◆ DATA ◆

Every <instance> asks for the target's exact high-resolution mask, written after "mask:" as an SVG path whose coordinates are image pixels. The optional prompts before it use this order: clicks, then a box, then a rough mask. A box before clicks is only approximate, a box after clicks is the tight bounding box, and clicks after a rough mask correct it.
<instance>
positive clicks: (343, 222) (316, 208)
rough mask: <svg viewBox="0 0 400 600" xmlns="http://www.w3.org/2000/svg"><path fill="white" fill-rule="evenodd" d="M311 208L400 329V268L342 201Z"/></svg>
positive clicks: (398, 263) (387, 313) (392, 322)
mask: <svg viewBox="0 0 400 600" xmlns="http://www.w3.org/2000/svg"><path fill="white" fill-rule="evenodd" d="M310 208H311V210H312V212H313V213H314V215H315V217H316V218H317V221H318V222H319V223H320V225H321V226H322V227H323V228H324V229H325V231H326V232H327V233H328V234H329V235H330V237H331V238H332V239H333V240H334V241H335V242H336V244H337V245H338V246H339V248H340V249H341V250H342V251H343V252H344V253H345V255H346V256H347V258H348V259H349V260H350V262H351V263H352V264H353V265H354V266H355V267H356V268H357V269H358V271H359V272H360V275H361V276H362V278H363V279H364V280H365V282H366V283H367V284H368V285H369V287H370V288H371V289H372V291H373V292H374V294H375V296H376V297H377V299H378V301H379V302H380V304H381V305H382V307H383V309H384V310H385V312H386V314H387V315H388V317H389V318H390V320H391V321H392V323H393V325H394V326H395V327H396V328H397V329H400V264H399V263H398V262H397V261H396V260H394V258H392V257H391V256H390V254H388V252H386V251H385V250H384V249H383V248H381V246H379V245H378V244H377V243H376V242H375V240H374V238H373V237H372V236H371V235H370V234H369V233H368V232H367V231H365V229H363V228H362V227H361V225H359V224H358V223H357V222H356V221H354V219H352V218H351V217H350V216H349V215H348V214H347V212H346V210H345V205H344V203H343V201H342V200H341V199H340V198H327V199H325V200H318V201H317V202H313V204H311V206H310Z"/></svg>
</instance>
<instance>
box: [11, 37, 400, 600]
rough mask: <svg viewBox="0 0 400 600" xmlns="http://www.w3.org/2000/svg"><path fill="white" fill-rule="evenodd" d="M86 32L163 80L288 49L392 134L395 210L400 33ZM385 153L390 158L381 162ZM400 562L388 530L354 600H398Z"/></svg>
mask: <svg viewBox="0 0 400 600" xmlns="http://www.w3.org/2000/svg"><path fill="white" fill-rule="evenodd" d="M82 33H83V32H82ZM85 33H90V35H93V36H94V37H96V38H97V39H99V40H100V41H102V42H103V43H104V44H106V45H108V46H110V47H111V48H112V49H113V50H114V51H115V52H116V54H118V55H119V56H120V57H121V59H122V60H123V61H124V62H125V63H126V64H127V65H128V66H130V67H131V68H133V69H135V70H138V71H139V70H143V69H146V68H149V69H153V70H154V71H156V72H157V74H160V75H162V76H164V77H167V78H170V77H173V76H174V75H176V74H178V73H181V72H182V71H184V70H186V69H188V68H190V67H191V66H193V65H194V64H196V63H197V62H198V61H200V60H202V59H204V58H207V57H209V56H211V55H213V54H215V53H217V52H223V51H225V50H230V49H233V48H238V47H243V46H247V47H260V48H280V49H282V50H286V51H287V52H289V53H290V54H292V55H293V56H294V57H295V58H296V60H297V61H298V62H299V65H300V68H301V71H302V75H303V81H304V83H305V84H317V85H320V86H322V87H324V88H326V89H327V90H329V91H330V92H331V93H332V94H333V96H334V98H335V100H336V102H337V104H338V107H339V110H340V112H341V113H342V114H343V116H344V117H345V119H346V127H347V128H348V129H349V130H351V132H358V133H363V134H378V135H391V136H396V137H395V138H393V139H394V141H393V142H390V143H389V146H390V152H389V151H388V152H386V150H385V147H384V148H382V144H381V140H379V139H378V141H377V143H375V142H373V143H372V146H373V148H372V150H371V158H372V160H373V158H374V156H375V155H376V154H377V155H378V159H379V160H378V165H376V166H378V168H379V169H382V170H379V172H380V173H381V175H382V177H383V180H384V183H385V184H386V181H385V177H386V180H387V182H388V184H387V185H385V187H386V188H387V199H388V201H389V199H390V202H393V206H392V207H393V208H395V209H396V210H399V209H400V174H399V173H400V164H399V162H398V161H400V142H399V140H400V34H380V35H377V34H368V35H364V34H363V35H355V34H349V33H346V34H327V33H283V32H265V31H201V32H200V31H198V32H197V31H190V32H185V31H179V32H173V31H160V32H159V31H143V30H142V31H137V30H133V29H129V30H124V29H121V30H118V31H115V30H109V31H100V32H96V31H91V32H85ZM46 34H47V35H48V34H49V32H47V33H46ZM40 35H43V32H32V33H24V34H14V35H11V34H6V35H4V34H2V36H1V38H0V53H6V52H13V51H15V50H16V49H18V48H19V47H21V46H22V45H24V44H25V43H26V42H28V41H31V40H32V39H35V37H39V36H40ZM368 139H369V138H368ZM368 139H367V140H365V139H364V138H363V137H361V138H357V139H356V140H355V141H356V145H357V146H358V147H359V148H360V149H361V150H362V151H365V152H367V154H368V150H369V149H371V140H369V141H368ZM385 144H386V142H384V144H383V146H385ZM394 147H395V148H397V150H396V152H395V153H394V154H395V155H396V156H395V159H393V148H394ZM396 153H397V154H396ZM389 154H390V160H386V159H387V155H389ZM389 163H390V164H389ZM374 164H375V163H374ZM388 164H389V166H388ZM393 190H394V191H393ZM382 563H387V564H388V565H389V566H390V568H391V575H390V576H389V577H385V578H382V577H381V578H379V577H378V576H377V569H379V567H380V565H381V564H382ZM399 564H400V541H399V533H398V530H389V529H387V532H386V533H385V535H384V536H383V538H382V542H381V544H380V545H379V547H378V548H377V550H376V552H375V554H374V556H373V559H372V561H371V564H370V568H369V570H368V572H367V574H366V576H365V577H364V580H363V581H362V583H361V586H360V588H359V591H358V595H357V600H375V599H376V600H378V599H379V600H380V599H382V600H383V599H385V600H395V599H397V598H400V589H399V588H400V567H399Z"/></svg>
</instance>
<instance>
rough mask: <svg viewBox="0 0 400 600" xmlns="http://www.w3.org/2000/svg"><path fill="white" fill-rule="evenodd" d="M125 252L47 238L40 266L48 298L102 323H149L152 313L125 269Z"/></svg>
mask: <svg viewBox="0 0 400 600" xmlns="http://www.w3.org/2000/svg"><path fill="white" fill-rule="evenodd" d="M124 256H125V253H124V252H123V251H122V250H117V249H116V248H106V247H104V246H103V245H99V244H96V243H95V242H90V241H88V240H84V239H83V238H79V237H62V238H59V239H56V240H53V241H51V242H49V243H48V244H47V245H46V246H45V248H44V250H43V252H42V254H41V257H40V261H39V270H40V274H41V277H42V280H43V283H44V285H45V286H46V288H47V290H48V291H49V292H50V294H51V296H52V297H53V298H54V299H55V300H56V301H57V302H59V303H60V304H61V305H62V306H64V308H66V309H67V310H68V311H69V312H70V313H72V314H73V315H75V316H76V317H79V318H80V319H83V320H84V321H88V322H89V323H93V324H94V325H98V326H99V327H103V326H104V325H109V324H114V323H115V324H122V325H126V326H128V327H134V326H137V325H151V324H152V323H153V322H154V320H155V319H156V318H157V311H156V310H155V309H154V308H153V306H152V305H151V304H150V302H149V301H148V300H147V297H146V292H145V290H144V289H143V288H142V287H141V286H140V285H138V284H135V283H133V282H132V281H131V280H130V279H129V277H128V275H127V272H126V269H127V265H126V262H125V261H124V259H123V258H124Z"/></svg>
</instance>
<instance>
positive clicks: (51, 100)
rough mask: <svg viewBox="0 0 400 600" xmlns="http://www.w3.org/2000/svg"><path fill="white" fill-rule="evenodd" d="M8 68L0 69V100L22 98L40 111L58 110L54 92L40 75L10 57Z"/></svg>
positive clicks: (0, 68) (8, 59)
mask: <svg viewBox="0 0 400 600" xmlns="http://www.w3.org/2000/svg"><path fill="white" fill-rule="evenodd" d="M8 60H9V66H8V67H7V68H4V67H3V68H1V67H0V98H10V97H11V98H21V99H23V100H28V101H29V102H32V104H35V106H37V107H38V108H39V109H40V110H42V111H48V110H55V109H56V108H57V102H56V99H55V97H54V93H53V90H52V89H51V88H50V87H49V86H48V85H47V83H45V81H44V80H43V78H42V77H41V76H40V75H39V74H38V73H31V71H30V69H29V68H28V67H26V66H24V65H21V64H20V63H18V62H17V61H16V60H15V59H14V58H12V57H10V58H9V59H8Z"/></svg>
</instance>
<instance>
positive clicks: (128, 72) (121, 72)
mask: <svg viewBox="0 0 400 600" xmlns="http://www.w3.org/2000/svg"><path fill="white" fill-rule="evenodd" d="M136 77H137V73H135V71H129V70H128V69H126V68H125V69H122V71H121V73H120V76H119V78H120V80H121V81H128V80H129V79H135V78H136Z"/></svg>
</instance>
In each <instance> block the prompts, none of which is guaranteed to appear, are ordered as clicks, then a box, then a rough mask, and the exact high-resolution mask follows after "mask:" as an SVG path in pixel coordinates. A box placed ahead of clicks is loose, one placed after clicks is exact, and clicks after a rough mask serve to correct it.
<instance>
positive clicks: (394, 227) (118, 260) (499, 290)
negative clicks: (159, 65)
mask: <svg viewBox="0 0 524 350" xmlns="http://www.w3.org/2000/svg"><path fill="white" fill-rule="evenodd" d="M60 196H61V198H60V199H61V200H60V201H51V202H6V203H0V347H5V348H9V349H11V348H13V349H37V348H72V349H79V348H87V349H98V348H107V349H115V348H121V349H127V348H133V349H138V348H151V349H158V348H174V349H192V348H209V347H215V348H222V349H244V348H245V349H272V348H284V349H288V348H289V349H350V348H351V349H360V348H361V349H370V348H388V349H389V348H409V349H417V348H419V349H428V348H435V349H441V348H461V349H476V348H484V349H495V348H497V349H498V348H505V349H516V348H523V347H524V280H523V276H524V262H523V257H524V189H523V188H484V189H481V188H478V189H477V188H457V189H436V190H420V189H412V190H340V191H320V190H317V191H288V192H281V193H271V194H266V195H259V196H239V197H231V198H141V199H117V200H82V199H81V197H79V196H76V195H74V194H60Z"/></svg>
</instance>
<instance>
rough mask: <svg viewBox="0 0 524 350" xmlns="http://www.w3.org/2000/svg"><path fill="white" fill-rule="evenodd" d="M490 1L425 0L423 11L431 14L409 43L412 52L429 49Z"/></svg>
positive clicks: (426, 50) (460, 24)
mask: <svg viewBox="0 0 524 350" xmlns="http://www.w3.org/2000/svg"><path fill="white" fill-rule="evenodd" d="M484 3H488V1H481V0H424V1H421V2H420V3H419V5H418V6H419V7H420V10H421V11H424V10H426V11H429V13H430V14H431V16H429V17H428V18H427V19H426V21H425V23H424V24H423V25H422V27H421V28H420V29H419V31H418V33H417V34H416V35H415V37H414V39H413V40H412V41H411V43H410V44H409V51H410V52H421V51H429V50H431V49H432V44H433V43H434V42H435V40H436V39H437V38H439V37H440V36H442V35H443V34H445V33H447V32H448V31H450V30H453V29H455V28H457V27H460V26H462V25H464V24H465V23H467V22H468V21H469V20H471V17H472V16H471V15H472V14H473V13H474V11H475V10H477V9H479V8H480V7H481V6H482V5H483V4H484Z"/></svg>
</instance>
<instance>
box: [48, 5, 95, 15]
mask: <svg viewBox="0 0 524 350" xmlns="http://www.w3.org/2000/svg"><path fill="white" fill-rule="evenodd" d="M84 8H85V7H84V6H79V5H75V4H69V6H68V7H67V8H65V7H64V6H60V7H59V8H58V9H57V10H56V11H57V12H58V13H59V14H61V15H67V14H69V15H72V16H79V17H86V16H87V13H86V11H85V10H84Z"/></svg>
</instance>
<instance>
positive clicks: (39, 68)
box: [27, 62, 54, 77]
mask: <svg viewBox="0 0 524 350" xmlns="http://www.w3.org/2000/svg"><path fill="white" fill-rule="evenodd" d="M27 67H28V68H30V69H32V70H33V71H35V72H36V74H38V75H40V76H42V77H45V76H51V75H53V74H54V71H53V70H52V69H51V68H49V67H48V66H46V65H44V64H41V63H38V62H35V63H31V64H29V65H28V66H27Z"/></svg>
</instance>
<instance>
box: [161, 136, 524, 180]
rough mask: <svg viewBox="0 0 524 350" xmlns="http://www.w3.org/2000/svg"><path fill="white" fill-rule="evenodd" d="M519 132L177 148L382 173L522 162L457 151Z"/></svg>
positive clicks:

◆ ACTIVITY ◆
From the line holding "box: [161, 136, 524, 180]" to the last line of the records, quote each line exactly and add nothing.

◆ EXERCISE RESULT ◆
box: [161, 136, 524, 180]
rough mask: <svg viewBox="0 0 524 350" xmlns="http://www.w3.org/2000/svg"><path fill="white" fill-rule="evenodd" d="M519 132L177 148L382 173L522 162L457 151Z"/></svg>
positive clicks:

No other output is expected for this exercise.